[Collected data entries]
+ + +
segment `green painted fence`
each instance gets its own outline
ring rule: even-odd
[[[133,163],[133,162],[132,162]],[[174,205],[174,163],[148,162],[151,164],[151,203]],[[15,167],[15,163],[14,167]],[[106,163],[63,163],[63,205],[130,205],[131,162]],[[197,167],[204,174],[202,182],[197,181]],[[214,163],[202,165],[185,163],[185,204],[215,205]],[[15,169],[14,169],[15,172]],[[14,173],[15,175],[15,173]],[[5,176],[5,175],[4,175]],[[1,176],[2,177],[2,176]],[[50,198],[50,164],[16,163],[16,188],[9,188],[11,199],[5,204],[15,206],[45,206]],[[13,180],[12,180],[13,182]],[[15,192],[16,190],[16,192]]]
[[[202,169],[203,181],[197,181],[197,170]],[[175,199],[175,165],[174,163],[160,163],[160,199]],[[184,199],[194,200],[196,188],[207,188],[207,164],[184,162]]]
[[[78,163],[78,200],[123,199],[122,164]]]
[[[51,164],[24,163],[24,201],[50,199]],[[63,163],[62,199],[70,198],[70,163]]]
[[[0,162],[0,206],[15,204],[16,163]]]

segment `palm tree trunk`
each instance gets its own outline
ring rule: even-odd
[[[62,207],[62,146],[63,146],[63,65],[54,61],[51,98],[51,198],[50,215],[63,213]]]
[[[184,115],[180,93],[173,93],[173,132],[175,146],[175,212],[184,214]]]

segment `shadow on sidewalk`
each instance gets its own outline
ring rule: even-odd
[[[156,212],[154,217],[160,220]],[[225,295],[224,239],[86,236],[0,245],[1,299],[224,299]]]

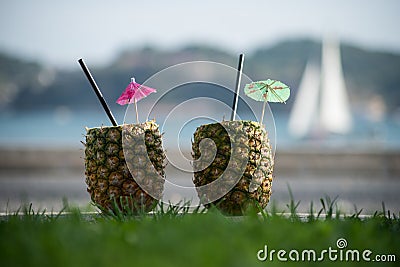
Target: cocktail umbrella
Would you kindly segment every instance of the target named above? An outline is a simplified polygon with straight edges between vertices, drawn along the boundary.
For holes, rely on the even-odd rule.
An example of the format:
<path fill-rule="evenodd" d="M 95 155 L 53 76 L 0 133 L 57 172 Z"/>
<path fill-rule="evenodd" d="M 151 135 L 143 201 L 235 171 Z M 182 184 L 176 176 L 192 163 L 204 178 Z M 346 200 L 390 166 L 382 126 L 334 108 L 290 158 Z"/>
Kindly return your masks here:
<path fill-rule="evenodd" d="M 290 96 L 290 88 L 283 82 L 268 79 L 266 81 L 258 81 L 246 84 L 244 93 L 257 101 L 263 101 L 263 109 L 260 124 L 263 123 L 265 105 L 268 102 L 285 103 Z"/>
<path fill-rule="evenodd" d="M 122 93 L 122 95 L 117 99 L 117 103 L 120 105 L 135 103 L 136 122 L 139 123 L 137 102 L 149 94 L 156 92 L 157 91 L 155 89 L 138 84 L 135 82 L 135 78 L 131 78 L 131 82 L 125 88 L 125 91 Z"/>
+ + +
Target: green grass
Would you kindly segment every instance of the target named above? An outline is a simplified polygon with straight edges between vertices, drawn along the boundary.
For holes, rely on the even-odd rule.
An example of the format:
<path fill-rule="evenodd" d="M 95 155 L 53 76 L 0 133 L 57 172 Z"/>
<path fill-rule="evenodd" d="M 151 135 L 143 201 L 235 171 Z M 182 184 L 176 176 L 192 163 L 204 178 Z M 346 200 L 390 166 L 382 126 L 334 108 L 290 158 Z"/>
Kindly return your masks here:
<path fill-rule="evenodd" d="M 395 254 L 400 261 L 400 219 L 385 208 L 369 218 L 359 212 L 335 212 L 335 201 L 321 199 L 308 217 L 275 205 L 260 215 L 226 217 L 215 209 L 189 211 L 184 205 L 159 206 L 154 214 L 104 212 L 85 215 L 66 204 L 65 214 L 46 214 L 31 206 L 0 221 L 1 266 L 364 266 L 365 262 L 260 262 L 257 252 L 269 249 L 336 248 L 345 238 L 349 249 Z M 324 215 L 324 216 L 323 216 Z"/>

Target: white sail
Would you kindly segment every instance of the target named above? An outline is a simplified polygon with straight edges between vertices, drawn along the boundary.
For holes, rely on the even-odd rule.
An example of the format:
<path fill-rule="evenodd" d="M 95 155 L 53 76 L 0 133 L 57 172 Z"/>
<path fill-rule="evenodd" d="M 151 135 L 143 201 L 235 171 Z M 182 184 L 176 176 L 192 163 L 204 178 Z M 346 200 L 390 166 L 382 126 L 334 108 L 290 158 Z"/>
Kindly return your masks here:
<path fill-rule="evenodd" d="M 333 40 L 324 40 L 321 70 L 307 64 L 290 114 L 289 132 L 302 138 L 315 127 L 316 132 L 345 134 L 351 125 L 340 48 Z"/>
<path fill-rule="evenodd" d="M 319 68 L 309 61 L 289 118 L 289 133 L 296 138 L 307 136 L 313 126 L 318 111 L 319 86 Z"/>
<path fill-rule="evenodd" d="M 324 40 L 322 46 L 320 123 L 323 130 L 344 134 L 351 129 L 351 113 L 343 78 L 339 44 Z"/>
+ + +
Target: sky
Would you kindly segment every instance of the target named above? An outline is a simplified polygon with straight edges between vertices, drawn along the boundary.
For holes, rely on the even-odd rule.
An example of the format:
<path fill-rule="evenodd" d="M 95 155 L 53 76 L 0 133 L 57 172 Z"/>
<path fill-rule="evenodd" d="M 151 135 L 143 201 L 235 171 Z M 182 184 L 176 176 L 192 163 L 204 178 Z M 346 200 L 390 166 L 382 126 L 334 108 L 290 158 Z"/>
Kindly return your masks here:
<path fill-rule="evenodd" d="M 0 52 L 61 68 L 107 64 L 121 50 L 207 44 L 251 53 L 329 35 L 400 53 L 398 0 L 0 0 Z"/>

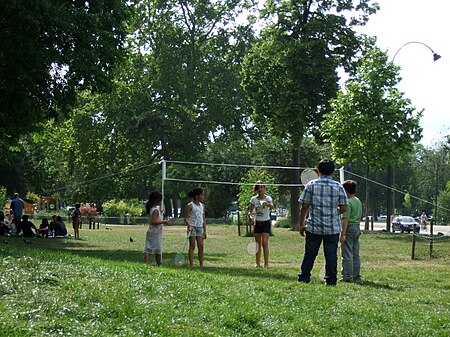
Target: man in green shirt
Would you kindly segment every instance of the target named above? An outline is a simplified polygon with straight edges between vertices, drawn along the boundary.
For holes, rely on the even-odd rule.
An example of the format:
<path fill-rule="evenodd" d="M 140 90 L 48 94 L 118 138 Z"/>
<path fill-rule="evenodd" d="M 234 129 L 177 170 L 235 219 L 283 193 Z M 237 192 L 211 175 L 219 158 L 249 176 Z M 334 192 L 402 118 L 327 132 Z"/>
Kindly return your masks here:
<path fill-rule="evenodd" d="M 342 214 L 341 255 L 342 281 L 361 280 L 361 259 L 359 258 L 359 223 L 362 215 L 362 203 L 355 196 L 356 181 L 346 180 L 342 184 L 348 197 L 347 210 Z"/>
+ + +
## [Exercise objective]
Scan the records for the string "green" and report each line where it occurs.

## [Solution to the exercise]
segment `green painted fence`
Target: green grass
Target: man in green shirt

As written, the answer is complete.